= EXERCISE TASK =
Turn the records into a JSON list of strings, one string per line. Begin at the start of the records and stop after the line that has "[(178, 191), (58, 195), (54, 257), (182, 277)]", skipping blank lines and leaving out the pictures.

= GIVEN RECORDS =
—————

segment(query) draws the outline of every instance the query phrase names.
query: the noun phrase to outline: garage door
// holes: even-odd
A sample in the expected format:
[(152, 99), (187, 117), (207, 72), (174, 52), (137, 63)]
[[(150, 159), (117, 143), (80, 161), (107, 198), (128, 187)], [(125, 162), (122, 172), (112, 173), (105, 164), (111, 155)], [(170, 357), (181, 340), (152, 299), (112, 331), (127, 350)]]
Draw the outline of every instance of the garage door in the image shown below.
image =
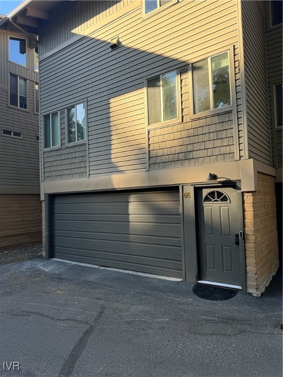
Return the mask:
[(178, 191), (58, 195), (54, 257), (182, 277)]

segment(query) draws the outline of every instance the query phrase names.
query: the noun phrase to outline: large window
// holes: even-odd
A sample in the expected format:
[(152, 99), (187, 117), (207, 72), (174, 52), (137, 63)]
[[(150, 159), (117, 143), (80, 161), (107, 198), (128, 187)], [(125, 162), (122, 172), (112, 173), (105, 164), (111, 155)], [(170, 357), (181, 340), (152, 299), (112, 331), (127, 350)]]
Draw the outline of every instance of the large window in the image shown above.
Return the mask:
[(144, 13), (145, 14), (152, 12), (154, 9), (165, 5), (171, 0), (144, 0)]
[(85, 106), (84, 103), (67, 109), (68, 142), (85, 140)]
[(53, 112), (43, 117), (44, 148), (60, 145), (60, 127), (58, 112)]
[(10, 105), (20, 108), (28, 108), (27, 80), (10, 74)]
[(9, 37), (9, 60), (17, 64), (27, 66), (27, 40)]
[(148, 124), (177, 118), (176, 71), (147, 80), (147, 86)]
[(276, 127), (282, 127), (283, 126), (283, 101), (282, 88), (283, 85), (280, 84), (275, 85), (275, 106), (276, 106)]
[(271, 25), (272, 26), (282, 24), (282, 0), (272, 0), (270, 1)]
[(193, 65), (194, 113), (231, 105), (228, 52)]

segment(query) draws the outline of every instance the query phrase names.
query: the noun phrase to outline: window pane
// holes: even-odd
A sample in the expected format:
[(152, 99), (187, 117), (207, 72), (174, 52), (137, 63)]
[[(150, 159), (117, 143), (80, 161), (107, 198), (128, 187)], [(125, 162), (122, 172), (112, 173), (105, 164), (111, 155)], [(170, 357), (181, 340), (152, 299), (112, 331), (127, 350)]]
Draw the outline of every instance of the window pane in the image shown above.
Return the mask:
[(76, 139), (76, 107), (68, 109), (68, 127), (69, 130), (69, 142), (74, 143)]
[(204, 60), (194, 64), (193, 78), (195, 112), (200, 112), (209, 110), (210, 99), (207, 60)]
[(85, 104), (77, 105), (77, 140), (85, 139)]
[(18, 107), (18, 77), (10, 75), (10, 105)]
[(39, 98), (38, 97), (38, 84), (35, 84), (34, 86), (34, 95), (35, 96), (35, 112), (39, 112)]
[(52, 146), (59, 145), (59, 123), (58, 122), (58, 113), (51, 114), (51, 130), (52, 132)]
[(177, 115), (176, 71), (162, 75), (164, 120), (174, 119)]
[(275, 93), (276, 96), (276, 110), (277, 110), (277, 123), (276, 126), (278, 127), (282, 127), (283, 126), (283, 116), (282, 116), (282, 101), (283, 99), (282, 98), (282, 87), (283, 85), (277, 85), (275, 86)]
[(271, 4), (272, 26), (282, 24), (282, 0), (273, 0)]
[(161, 121), (161, 99), (159, 76), (147, 81), (148, 124)]
[(158, 5), (158, 0), (144, 0), (144, 11), (145, 14), (156, 9)]
[(231, 105), (228, 53), (211, 58), (213, 108)]
[(20, 90), (20, 107), (21, 108), (27, 108), (27, 80), (20, 77), (19, 87)]
[(21, 38), (9, 37), (9, 60), (18, 64), (27, 65), (26, 40)]
[(47, 115), (43, 119), (44, 123), (44, 148), (50, 148), (51, 146), (50, 115)]

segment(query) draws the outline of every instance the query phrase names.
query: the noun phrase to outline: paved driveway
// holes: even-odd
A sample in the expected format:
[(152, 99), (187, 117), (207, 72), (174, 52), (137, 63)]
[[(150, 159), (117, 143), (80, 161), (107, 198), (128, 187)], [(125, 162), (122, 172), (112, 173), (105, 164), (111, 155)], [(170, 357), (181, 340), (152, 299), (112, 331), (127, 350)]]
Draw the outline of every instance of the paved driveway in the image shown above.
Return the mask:
[(282, 376), (280, 276), (260, 298), (211, 301), (188, 283), (52, 260), (0, 274), (0, 376)]

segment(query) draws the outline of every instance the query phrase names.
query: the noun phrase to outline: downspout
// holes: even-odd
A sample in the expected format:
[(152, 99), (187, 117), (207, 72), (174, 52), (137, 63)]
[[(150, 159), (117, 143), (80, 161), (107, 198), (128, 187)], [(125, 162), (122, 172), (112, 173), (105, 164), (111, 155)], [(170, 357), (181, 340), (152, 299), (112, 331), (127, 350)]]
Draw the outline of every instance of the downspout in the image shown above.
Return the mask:
[[(20, 30), (22, 33), (25, 34), (27, 36), (28, 38), (28, 47), (30, 49), (34, 49), (34, 47), (36, 47), (38, 45), (38, 41), (37, 39), (35, 39), (35, 38), (33, 37), (32, 35), (31, 35), (30, 34), (28, 34), (28, 33), (27, 33), (26, 30), (24, 30), (23, 28), (21, 27), (20, 26), (19, 26), (19, 25), (17, 24), (16, 24), (15, 22), (14, 22), (13, 21), (13, 17), (10, 17), (9, 19), (9, 21), (12, 24), (12, 25), (14, 25), (16, 27), (17, 27), (17, 29), (18, 29), (19, 30)], [(31, 40), (33, 43), (30, 43), (30, 40)]]

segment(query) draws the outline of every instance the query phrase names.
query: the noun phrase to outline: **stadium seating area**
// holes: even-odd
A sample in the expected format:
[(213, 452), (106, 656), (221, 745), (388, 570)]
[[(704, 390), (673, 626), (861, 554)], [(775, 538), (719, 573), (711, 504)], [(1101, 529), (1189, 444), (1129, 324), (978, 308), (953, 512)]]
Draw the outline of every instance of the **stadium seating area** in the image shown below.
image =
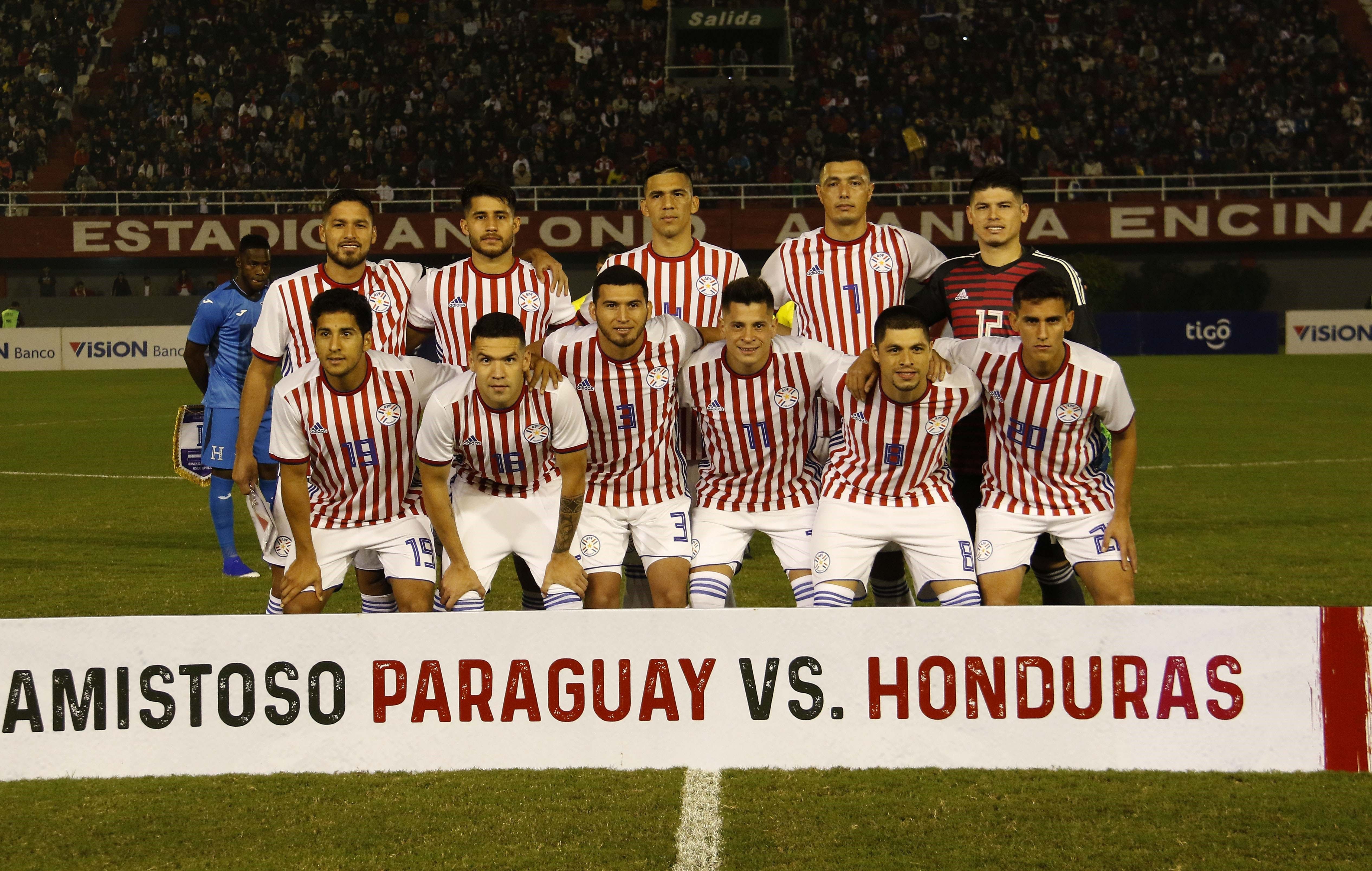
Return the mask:
[[(110, 10), (32, 5), (23, 18), (25, 0), (0, 4), (0, 184), (26, 178), (69, 123)], [(1368, 67), (1317, 0), (793, 0), (794, 82), (724, 88), (664, 82), (665, 14), (641, 5), (154, 0), (113, 88), (80, 97), (67, 188), (443, 188), (477, 171), (591, 185), (668, 155), (705, 181), (789, 184), (840, 144), (886, 178), (996, 162), (1025, 176), (1313, 171), (1372, 156)], [(675, 63), (697, 55), (682, 45)]]

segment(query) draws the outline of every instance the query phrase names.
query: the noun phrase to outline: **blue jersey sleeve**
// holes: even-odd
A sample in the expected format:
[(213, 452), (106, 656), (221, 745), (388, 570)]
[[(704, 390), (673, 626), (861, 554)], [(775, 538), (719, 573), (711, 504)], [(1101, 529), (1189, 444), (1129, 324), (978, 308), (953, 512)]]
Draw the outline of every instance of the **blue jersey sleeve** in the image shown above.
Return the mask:
[(191, 332), (187, 340), (196, 344), (210, 346), (220, 326), (224, 325), (224, 300), (218, 292), (211, 291), (195, 309), (195, 318), (191, 321)]

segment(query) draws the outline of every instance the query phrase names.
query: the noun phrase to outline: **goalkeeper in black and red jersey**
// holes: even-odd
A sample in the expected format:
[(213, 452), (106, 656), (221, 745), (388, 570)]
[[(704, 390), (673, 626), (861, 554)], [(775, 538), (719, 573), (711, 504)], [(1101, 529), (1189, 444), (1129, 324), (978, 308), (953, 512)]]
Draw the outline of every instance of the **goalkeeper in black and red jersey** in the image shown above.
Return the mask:
[[(1066, 261), (1036, 251), (1019, 241), (1029, 219), (1019, 176), (1004, 167), (986, 167), (971, 180), (967, 224), (977, 236), (977, 254), (944, 261), (923, 289), (910, 299), (925, 324), (947, 320), (955, 339), (1014, 336), (1010, 329), (1010, 295), (1028, 274), (1047, 270), (1062, 278), (1076, 295), (1076, 322), (1067, 339), (1100, 350), (1100, 336), (1087, 307), (1087, 285)], [(980, 410), (954, 428), (954, 498), (975, 539), (977, 506), (981, 505), (981, 465), (986, 460), (986, 431)], [(1109, 451), (1102, 460), (1110, 465)], [(1084, 605), (1081, 583), (1062, 547), (1043, 535), (1029, 566), (1043, 588), (1044, 605)]]

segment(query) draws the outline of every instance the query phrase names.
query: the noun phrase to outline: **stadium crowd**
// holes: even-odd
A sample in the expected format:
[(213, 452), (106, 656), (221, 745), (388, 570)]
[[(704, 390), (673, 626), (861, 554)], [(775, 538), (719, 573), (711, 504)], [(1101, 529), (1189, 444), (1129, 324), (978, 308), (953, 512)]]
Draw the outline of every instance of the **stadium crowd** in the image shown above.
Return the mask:
[[(30, 16), (59, 37), (32, 25), (0, 41), (15, 178), (70, 117), (63, 82), (97, 5)], [(654, 4), (154, 0), (114, 88), (81, 102), (67, 187), (380, 185), (387, 199), (477, 173), (623, 184), (663, 156), (701, 185), (800, 185), (833, 147), (862, 150), (879, 178), (934, 180), (997, 163), (1143, 176), (1372, 156), (1368, 69), (1318, 0), (794, 0), (790, 82), (679, 45), (675, 63), (722, 70), (726, 88), (665, 81), (665, 14), (641, 5)]]

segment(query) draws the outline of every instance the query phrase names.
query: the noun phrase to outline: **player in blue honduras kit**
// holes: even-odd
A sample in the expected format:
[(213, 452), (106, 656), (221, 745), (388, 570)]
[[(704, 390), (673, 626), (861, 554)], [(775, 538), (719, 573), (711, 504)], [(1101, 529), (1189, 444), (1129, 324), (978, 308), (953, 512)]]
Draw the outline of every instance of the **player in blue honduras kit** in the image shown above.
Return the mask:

—————

= ANSWER TO THE PROBLEM =
[
  "segment(query) draws the outline of every instance the query phrase names.",
  "query: the noun phrase to outline: garage door",
  "// holes: even-odd",
  "A sample in the expected format:",
  "[(152, 99), (187, 117), (207, 72), (174, 52), (137, 63)]",
  "[[(150, 159), (117, 143), (80, 161), (107, 198), (128, 187)], [(125, 162), (122, 172), (112, 173), (105, 164), (111, 155)], [(170, 357), (181, 340), (152, 299), (112, 331), (127, 350)]]",
  "Draw the outline of every instance of the garage door in the image shown below.",
  "image =",
  "Return the mask:",
  "[(178, 191), (58, 195), (54, 257), (182, 277)]"
]